*** Block opens ***

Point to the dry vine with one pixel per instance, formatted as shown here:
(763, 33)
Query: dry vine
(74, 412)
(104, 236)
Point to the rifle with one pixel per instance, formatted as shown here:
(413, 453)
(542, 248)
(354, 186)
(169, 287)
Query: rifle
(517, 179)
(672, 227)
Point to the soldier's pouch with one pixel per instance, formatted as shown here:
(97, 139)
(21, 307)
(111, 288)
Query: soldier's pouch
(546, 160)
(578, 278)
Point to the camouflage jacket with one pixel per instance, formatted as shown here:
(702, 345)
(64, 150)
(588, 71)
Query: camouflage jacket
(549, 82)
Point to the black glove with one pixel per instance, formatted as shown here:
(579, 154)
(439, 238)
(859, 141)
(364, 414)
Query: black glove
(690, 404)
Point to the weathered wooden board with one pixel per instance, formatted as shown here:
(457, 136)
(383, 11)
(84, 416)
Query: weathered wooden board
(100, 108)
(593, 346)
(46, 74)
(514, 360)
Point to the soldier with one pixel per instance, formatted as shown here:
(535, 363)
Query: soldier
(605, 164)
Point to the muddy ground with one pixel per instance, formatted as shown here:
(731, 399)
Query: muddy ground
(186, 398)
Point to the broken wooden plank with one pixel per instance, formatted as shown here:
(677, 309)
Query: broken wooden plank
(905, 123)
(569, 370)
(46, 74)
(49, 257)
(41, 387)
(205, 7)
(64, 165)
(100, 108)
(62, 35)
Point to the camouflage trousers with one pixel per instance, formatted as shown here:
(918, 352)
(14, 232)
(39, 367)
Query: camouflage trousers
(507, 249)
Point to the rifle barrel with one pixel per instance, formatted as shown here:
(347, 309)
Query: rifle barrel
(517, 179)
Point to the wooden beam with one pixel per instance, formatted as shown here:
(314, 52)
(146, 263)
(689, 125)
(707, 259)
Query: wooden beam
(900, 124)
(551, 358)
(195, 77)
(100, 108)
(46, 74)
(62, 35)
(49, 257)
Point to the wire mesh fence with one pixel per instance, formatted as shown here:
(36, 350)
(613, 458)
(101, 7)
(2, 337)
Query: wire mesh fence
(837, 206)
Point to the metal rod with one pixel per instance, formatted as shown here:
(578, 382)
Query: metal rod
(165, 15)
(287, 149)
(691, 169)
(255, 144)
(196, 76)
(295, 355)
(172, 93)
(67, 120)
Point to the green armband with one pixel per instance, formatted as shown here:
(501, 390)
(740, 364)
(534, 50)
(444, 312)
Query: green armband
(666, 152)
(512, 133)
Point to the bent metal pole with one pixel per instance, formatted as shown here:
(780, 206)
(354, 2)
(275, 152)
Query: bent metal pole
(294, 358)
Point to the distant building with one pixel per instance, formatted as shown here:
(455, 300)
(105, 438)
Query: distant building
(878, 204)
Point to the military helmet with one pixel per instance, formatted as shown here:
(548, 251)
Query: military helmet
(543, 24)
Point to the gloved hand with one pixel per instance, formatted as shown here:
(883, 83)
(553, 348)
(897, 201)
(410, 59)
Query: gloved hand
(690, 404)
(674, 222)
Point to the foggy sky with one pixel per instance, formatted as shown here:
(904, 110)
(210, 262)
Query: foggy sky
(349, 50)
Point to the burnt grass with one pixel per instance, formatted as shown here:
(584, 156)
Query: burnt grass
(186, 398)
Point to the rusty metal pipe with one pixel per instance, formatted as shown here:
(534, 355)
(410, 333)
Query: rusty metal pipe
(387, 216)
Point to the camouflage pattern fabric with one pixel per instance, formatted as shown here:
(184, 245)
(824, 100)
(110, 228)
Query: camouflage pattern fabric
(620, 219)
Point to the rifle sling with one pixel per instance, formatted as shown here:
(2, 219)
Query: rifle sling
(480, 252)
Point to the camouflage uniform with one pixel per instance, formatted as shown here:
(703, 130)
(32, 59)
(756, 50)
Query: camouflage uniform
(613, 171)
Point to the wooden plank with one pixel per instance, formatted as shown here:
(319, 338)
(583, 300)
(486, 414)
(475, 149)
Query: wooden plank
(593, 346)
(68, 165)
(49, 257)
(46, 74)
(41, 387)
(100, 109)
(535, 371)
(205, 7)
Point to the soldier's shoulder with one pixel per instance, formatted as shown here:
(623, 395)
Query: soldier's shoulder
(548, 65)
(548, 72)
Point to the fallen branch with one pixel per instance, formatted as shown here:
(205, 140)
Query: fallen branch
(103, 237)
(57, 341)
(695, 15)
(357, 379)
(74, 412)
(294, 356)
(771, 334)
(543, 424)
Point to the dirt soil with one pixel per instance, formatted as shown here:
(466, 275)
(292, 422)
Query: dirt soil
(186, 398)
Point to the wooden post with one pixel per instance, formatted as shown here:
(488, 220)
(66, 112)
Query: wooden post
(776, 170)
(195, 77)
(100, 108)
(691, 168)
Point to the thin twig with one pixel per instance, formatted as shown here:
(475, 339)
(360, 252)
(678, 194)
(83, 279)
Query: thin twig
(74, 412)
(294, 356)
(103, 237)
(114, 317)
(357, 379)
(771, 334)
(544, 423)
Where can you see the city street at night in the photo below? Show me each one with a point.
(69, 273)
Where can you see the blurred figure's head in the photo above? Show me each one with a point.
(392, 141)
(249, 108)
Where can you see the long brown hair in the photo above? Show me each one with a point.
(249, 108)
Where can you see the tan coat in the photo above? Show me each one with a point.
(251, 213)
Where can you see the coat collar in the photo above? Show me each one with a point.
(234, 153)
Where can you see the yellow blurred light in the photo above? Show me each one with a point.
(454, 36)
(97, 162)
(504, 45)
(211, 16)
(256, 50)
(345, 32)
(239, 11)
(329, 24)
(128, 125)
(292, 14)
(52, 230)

*** Block closes ***

When you reach the line containing "Where can you see the yellow" in the data above, retype it and each line after it through the final one, exactly as written.

Where can you see the yellow blurred light in the photo above? Show me each one with a point.
(454, 36)
(97, 162)
(504, 45)
(211, 16)
(256, 50)
(345, 32)
(239, 11)
(329, 24)
(128, 125)
(292, 14)
(52, 230)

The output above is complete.